Task details. Exactly as written and without the pictures, output the entries below.
*** Block opens ***
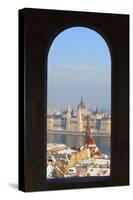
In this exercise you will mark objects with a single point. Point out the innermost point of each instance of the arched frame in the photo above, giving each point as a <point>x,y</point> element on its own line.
<point>37,30</point>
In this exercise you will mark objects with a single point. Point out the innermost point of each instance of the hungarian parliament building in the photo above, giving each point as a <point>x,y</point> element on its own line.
<point>69,121</point>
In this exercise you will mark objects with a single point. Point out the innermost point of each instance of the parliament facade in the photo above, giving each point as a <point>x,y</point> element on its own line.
<point>76,122</point>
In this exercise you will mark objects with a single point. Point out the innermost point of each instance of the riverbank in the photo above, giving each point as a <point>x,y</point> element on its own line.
<point>77,133</point>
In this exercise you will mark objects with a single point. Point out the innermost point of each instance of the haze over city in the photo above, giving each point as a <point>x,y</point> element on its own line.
<point>79,64</point>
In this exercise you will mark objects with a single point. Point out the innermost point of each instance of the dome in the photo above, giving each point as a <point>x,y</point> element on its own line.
<point>81,105</point>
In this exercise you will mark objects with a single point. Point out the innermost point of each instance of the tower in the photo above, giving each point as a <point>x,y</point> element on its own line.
<point>79,120</point>
<point>82,108</point>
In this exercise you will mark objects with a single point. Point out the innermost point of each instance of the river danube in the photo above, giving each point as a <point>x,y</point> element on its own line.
<point>103,142</point>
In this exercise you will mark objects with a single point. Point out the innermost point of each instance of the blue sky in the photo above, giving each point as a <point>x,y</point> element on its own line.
<point>79,64</point>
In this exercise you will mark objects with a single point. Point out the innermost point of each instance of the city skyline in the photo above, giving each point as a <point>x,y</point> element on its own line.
<point>79,64</point>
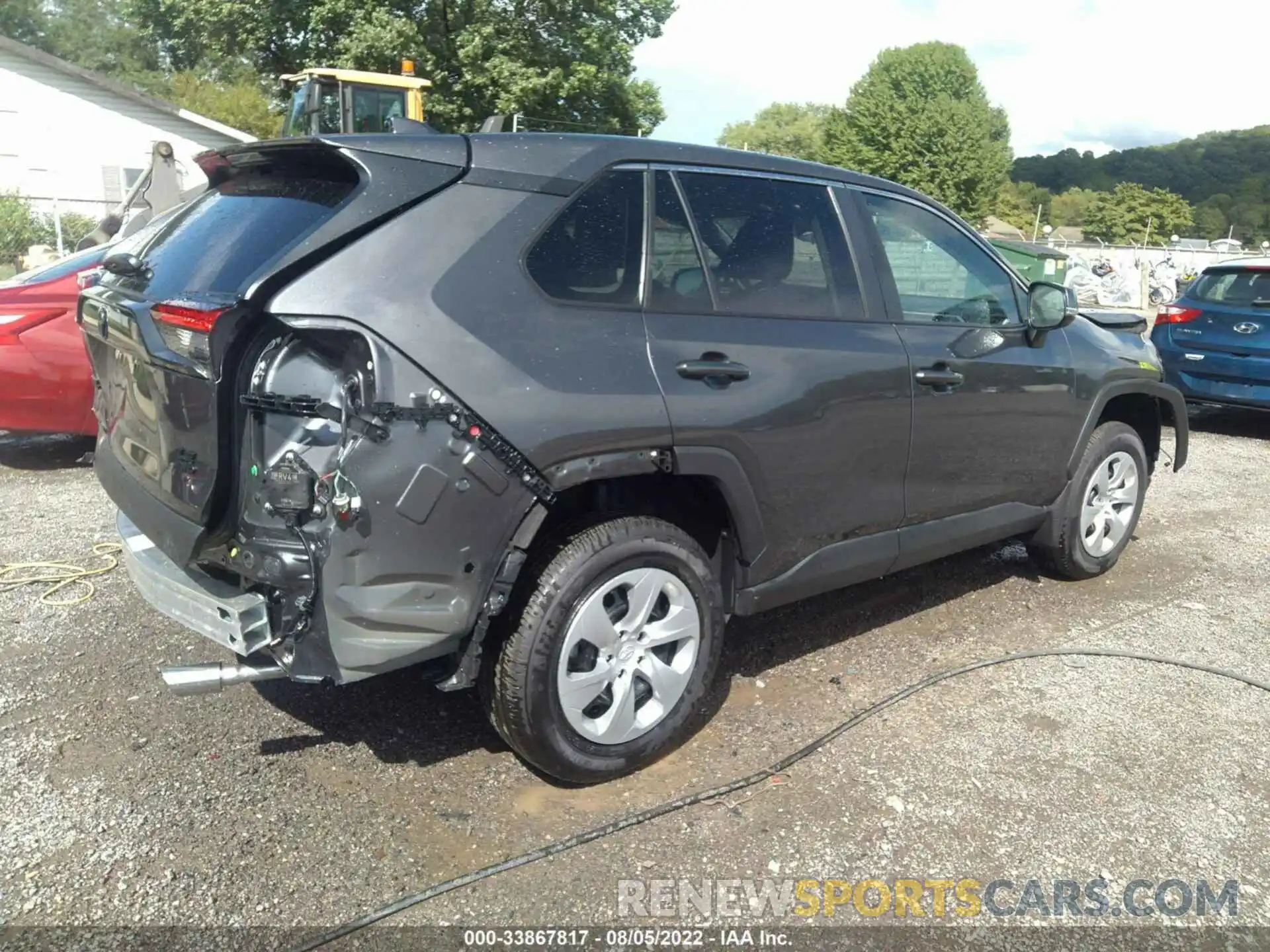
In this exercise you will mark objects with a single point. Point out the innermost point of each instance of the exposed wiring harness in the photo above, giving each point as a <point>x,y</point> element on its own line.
<point>741,783</point>
<point>60,575</point>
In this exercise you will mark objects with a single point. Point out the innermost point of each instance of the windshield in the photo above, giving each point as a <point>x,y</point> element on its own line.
<point>298,121</point>
<point>1242,286</point>
<point>62,268</point>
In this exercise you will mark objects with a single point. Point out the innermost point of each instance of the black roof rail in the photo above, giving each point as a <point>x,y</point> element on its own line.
<point>403,126</point>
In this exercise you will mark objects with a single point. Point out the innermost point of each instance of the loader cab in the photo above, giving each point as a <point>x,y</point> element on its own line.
<point>331,102</point>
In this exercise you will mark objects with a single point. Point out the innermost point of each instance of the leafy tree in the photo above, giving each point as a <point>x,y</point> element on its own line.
<point>921,117</point>
<point>795,130</point>
<point>74,227</point>
<point>1123,215</point>
<point>1017,204</point>
<point>240,103</point>
<point>1070,207</point>
<point>24,20</point>
<point>564,65</point>
<point>97,34</point>
<point>18,226</point>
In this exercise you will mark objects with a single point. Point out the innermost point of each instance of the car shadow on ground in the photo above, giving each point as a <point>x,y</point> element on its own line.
<point>1231,422</point>
<point>45,451</point>
<point>402,717</point>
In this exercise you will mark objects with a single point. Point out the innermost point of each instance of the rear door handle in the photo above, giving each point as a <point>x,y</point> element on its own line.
<point>715,372</point>
<point>941,377</point>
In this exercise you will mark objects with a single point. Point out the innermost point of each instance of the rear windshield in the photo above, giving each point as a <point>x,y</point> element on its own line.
<point>228,237</point>
<point>1242,286</point>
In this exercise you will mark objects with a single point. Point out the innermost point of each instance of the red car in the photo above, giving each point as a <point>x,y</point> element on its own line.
<point>46,383</point>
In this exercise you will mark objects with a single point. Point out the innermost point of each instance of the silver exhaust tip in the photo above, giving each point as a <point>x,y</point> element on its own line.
<point>190,680</point>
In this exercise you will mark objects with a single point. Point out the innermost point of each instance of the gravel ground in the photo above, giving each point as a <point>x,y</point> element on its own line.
<point>287,805</point>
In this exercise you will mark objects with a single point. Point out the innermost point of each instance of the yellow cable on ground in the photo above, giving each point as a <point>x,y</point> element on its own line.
<point>59,575</point>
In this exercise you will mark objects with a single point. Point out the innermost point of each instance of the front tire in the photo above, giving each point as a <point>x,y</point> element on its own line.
<point>1103,507</point>
<point>613,653</point>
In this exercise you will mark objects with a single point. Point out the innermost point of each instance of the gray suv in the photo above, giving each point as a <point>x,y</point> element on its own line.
<point>544,412</point>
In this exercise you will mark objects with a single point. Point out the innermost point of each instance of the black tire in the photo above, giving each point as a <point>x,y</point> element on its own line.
<point>1070,559</point>
<point>520,691</point>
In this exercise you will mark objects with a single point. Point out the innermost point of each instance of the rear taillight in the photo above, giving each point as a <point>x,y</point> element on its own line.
<point>1176,314</point>
<point>185,328</point>
<point>15,324</point>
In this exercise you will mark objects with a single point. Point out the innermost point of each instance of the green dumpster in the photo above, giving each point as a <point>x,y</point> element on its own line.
<point>1034,262</point>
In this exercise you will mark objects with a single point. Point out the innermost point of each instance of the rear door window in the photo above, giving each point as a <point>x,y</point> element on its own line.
<point>1241,287</point>
<point>593,251</point>
<point>773,247</point>
<point>677,282</point>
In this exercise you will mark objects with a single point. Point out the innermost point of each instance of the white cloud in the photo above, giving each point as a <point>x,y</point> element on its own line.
<point>1087,74</point>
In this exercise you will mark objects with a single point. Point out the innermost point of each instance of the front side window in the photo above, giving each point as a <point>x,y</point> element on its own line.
<point>943,277</point>
<point>593,251</point>
<point>773,247</point>
<point>375,108</point>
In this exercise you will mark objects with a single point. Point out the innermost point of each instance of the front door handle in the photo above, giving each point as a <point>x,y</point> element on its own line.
<point>940,377</point>
<point>715,370</point>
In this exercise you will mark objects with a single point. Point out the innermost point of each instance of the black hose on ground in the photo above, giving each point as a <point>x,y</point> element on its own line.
<point>743,782</point>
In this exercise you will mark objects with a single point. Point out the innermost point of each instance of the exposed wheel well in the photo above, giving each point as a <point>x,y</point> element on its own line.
<point>693,503</point>
<point>1143,413</point>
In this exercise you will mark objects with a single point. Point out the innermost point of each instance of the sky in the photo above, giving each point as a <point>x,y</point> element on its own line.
<point>1082,74</point>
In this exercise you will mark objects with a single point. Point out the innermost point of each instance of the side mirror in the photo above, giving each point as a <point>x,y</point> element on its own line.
<point>1049,305</point>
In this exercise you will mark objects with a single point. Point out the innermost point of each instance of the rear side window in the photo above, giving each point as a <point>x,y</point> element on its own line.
<point>593,251</point>
<point>222,240</point>
<point>773,247</point>
<point>1246,287</point>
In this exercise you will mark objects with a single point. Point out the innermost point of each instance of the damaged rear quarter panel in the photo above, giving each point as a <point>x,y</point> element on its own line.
<point>443,288</point>
<point>444,284</point>
<point>405,580</point>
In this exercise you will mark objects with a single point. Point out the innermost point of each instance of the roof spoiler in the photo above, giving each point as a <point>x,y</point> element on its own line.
<point>403,126</point>
<point>494,124</point>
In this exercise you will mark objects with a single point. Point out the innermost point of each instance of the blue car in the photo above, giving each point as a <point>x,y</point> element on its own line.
<point>1214,340</point>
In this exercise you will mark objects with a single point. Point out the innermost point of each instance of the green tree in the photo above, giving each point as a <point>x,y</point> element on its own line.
<point>239,103</point>
<point>1070,207</point>
<point>1017,204</point>
<point>19,227</point>
<point>921,117</point>
<point>74,227</point>
<point>564,65</point>
<point>1123,215</point>
<point>24,20</point>
<point>795,130</point>
<point>98,34</point>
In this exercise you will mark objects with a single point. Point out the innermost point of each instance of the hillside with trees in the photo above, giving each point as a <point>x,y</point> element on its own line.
<point>1224,175</point>
<point>568,65</point>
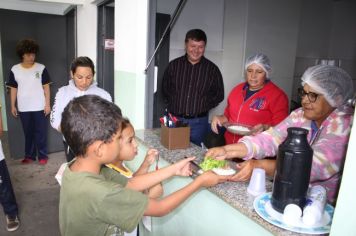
*** Block closes ***
Written answer.
In this exercise you will mark objects with a single point. Point out the innermost point of each instance of the arched frame in the photo above, giving each point as a <point>x,y</point> element on its own line.
<point>37,30</point>
In this exercise you will mark objects with a single point. Point out the innermost point of each instance of the hungarian parliament building in the photo above, giving each point as a <point>x,y</point> element on its own line.
<point>69,121</point>
In this exercise you will mark objects with a single point. Point out the innermost point of each instance of the parliament facade in the photo above, giving each point as a <point>x,y</point> element on its own line.
<point>76,122</point>
In this exercise you will mark objects with a single point. Point out the innermost point of each instance of the riverbank in the photo above, giving each point as a <point>x,y</point> element on its own line.
<point>77,133</point>
In this exercise you will mark objects with a single point. Point out the innermost point of each instance of the haze over city in the photo above, giving each point as a <point>x,y</point> element on its own line.
<point>79,64</point>
In this exercise you will mark objects with a single point. Point out the innermost point of each instance of the dome in the photo above, giving each point as a <point>x,y</point> element on its own line.
<point>81,105</point>
In this exercise you will mark objects with a single point. Point out the innermost point of each instance of the tower in the photo above, giving each point as a <point>x,y</point> element on its own line.
<point>79,120</point>
<point>82,108</point>
In this exercise you will mark objects with a single point. Point out the innermost point of each instance of the river danube in the photo above, giving each point as a <point>x,y</point> element on its own line.
<point>103,142</point>
In this exercise you will mark objects with a single point. Point out the innermost point of each instance of the blue sky in the photo above, giving each point as a <point>x,y</point> element on its own line.
<point>79,64</point>
In this exercise you will mark objects with a single point. Point out the innermost point of each instance of the city skyline in the photo above, giving each point as a <point>x,y</point> element on its own line.
<point>79,64</point>
In this exercise you will mark objects with a single point. Point out the innermost point of each instance of the exposed wiring harness in the photo above, giving each point as a <point>x,y</point> element on its own line.
<point>741,783</point>
<point>60,575</point>
In this exercise you will mark objects with a single point. Point out the innermost point of each instance of the windshield in the photo above, giving each point as a <point>x,y</point> element on its own line.
<point>298,121</point>
<point>1242,286</point>
<point>62,268</point>
In this exercise you will mark objects with a single point. Point out the innermost point of each instance of the black roof rail in the photo above, giving each point as a <point>x,y</point> element on its own line.
<point>403,126</point>
In this exercise you will mark objects with a single point. Point out the innermost point of each instance of the loader cab in the photo above, giving each point as a <point>x,y</point> element on its own line.
<point>331,102</point>
In this exercise you will mark objects with a single point. Point out the innermost point of each instance of the leafy tree in the photo above, giving each point as a <point>x,y</point> element on its own line.
<point>921,117</point>
<point>795,130</point>
<point>74,227</point>
<point>1123,215</point>
<point>1017,204</point>
<point>240,103</point>
<point>1070,207</point>
<point>24,20</point>
<point>564,65</point>
<point>97,34</point>
<point>18,226</point>
In this exercise you will mark objects with a single point. Point out the innermost point of each instance of the car shadow on ground in the photo above, giving each point as a <point>x,y</point> element on its own line.
<point>1231,422</point>
<point>45,451</point>
<point>402,717</point>
In this exercise you will mark objects with a single point. Point out the innermost point of each instance of the rear door handle in the photo above, giving each point as a <point>x,y</point> element on its own line.
<point>715,372</point>
<point>941,377</point>
In this exercise you will mark objects with a single point. Point out the innermost point of each instance of the rear windshield in the photo above, giving each point as a <point>x,y</point> element on its own line.
<point>228,237</point>
<point>1242,286</point>
In this exercise you will mark objects with a single point. Point out the innermost point of each instance of the red car in the photo above, giving each point as a <point>x,y</point> element on its own line.
<point>46,383</point>
In this exercise you will mark objects with a single point. Point out the innermost point of each instance of the silver exhaust tip in the photo above, giving each point as a <point>x,y</point> element on its own line.
<point>190,680</point>
In this exercise you will mark objects with a single point. Point out the innermost point of each instance of the gravel ground in the photo above, giving each point as a <point>x,y</point> element on its own line.
<point>287,805</point>
In this exercise you will mark objects with a single point. Point out the innermost point of each instance of the yellow cable on ground in the photo above, giving each point as a <point>x,y</point> element on its own line.
<point>59,575</point>
In this exercise you will mark objects with a single point. Point out the innermost point of each instance of the front tire in the photo above, giving each point as a <point>x,y</point> element on its own line.
<point>1103,507</point>
<point>613,653</point>
In this exercise you will mark objects with a single point. Point out the innermost point of each instance of the gray suv in the photo above, giving each point as a <point>x,y</point> element on its own line.
<point>544,412</point>
In this exercise you will mark objects with a single point. Point out the innermost point of each instance of the black tire in the photo above, giving each point as a <point>x,y</point> element on its own line.
<point>1070,559</point>
<point>520,691</point>
In this exercise you will mark objects with a single point. Point out the innermost point of each instance of the rear taillight in the photo above, giving each point as a <point>x,y</point> element on its own line.
<point>1176,314</point>
<point>185,328</point>
<point>15,324</point>
In this exercise you will mark objects with a single point. Point out the innermost point of each instance of the green dumpster in the photo above, giving each point as a <point>x,y</point> element on its own line.
<point>1034,262</point>
In this exercise you will mark objects with a single point. Point out the innermost point of each instance of the rear door window in the photo above, giving each point as a <point>x,y</point> element on its own line.
<point>1241,287</point>
<point>593,251</point>
<point>773,247</point>
<point>677,282</point>
In this exercise you will mark objects with a single point. Point out the innermost point of each instance of the white cloud in the photo above, giving each point as a <point>x,y</point> element on its own line.
<point>1087,74</point>
In this exercise you will mark objects with a single point. Point out the innermost point of each instance of the front side window in the photo above, giving each point as a <point>x,y</point> element on its own line.
<point>943,277</point>
<point>593,251</point>
<point>773,247</point>
<point>375,108</point>
In this exercise you will mark objects with a single point. Point out the innermost point of each instance of the front door handle in the photo above, giving each point as a <point>x,y</point> element on its own line.
<point>940,377</point>
<point>715,370</point>
In this exercise you will mark objects with a single point. Point out the innermost point of each instance of the black hose on ground in the photo above, giving each point as a <point>x,y</point> element on its own line.
<point>743,782</point>
In this exercise you will mark objects with a single point. Point out the innermost point of each instance of the exposed wheel well in the photo above, giving each point as a <point>x,y</point> element on its own line.
<point>693,503</point>
<point>1143,413</point>
In this exercise you will mark objects with a single point. Point out the innermost point of each instance of the sky in the photo above, giving each point as a <point>x,y</point> element on its own line.
<point>1082,74</point>
In this exercise you will mark objects with a single point. Point out the innermost point of each instance of the side mirror in the photo above, giving each point as a <point>x,y</point> element on its own line.
<point>1049,305</point>
In this exercise you will mark objects with a single point. Point out the innermost point of each instance of the rear side window in the photo above, giving each point as a <point>x,y</point> element on its own line.
<point>593,251</point>
<point>222,240</point>
<point>773,247</point>
<point>1246,287</point>
In this exercise you will mark objects with a single point. Point out the innermost point of each instance of the damaged rear quarter panel in the photo above, giving each point as a <point>x,y</point> element on its own line.
<point>443,288</point>
<point>444,284</point>
<point>405,580</point>
In this exercise you will mark objects with a single point. Point out the innermost point of each instance of the roof spoiler in the photo above, giving each point as a <point>x,y</point> element on its own line.
<point>403,126</point>
<point>494,124</point>
In this exercise you will mark objects with a single point. Point out the innermost point of each instance of the blue car in the photo above, giving each point as a <point>x,y</point> element on its own line.
<point>1214,340</point>
In this exercise you will mark objects with a single point. Point out the innermost point of each instance of the green tree in the photo above, giving each point as a <point>x,y</point> element on its own line.
<point>239,103</point>
<point>1070,207</point>
<point>1017,204</point>
<point>19,227</point>
<point>921,117</point>
<point>74,227</point>
<point>564,65</point>
<point>1123,215</point>
<point>24,20</point>
<point>795,130</point>
<point>98,34</point>
In this exercise you will mark objects with a single point. Point out the innermost point of each instance of the hillside with trees in the photo above, giving each point as a <point>x,y</point> element on its own line.
<point>1224,175</point>
<point>568,65</point>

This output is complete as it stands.